▶ [DIRECTIONS]:
Reproduce each record below in full, word for word, without images.

** EXERCISE INPUTS follows **

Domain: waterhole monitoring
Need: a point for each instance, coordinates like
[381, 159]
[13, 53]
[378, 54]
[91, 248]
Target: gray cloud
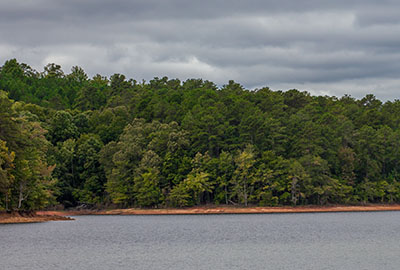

** End of EXERCISE INPUTS **

▶ [EXERCISE ANSWER]:
Domain: waterhole monitoring
Need: a point for each instance, coordinates like
[381, 159]
[13, 53]
[378, 54]
[91, 248]
Target: gray cloud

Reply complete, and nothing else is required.